Task objective ▸
Answer from the article on Finance Minister Mboweni's economic outlook below.
(a) According to Mboweni, what would failing to stop spending more than the country had lead to?
(b) What two things does he say softened the blow?
(c) What inflation rate is likely for 2020?

Holding up the mirror to our harsh realities
JOHANNESBURG - Finance Minister Tito Mboweni yesterday gave South Africa the picture the country wanted to wish away: it has no money and needs to spend within what it has.
Mboweni told Parliament that the failure to arrest spending more than it had would result in it defaulting on its debt obligations, opening it up to approaching international lenders to service its debt. “As the wise farmer will tell you,” Mboweni said, “when the tempest is raging, you must protect your plants from damage. Our aloe ferox, like our people, is protected.”
Mboweni said gross domestic product (GDP) was now expected to decline 7.2 percent from 6.8 percent predicted in February for the fiscal year ending in March 2021 - the largest contraction in nearly 90 years.
Mboweni said the country’s economic outlook was bleak as a result of the weak fiscal framework, rising Budget deficit, and escalating debt-to-GDP ratio. He said the economic outlook had been hit hard by both the collapse in global demand and the restrictions to activity resulting from the coronavirus pandemic.
“Commodity price increases and a weaker oil price have softened the blow, but as a small open economy reliant on exports we have been hit hard by both the collapse in global demand and the restrictions to economic activity,” Mboweni said.
FINANCE Minister Tito Mboweni said gross domestic product was expected to decline 7.2 percent from 6.8 percent predicted in February for the fiscal year ending in March 2021 - the largest contraction in nearly 90 years. Supplied
“Inflation will likely register 3 percent in 2020, in line with the outcome of (yesterday) morning.”

Extracted material ▸
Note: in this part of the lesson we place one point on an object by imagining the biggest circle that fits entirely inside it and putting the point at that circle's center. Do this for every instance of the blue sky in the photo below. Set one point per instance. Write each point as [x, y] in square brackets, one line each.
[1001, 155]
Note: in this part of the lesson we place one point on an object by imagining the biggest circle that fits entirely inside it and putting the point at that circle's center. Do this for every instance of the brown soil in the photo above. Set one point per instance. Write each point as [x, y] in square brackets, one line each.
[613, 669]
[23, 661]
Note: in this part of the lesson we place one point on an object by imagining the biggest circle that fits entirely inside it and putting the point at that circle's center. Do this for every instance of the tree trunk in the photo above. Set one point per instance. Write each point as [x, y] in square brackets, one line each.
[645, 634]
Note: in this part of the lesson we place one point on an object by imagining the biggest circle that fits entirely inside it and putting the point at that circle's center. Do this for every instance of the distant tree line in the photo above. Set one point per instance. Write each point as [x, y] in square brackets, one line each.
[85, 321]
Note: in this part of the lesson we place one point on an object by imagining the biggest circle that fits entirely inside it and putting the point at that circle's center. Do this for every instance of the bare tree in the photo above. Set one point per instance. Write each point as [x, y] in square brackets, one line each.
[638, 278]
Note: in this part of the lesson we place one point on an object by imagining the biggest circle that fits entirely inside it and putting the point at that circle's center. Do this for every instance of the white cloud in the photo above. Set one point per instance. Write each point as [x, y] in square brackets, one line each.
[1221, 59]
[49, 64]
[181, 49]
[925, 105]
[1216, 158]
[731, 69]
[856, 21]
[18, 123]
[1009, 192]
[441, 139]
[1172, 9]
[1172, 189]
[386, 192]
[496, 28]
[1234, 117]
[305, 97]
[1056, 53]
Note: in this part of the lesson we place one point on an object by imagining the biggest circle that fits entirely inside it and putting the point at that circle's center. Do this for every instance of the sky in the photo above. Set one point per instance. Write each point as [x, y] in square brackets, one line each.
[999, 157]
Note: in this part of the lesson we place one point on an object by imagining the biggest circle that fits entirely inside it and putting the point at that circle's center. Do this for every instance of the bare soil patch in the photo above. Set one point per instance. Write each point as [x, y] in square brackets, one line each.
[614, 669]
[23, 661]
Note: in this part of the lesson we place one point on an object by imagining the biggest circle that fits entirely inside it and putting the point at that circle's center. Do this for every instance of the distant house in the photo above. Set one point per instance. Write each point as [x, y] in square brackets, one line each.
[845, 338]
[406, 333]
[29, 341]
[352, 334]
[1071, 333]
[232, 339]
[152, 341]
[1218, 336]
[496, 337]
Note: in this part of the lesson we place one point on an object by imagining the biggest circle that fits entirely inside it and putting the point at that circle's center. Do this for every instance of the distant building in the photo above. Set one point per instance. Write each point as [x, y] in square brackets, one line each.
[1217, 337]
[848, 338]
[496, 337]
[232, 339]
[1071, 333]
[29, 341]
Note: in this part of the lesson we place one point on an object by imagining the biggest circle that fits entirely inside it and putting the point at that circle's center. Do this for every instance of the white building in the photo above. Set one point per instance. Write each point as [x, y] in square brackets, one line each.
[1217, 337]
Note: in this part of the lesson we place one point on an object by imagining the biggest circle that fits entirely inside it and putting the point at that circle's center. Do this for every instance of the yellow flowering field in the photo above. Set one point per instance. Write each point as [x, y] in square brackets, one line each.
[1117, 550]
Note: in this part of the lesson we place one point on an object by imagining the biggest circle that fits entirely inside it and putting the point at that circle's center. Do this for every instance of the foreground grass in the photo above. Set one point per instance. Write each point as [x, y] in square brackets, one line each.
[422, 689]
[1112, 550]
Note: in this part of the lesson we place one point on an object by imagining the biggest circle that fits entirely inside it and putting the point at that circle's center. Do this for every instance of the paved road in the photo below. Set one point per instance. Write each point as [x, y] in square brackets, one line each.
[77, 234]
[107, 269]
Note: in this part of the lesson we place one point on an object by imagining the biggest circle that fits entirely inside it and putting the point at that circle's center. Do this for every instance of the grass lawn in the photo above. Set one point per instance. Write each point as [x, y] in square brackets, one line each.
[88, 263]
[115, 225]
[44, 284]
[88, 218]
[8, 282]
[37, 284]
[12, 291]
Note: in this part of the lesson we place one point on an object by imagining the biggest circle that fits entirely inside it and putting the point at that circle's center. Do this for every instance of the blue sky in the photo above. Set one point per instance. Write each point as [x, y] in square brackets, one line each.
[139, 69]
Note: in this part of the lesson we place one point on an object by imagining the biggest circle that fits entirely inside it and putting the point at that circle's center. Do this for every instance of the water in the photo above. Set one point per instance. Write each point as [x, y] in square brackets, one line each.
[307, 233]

Solution for this exercise ▸
(a) South Africa would default on its debt obligations and would have to approach international lenders to service its debt.
(b) Commodity price increases and a weaker oil price.
(c) 3 percent.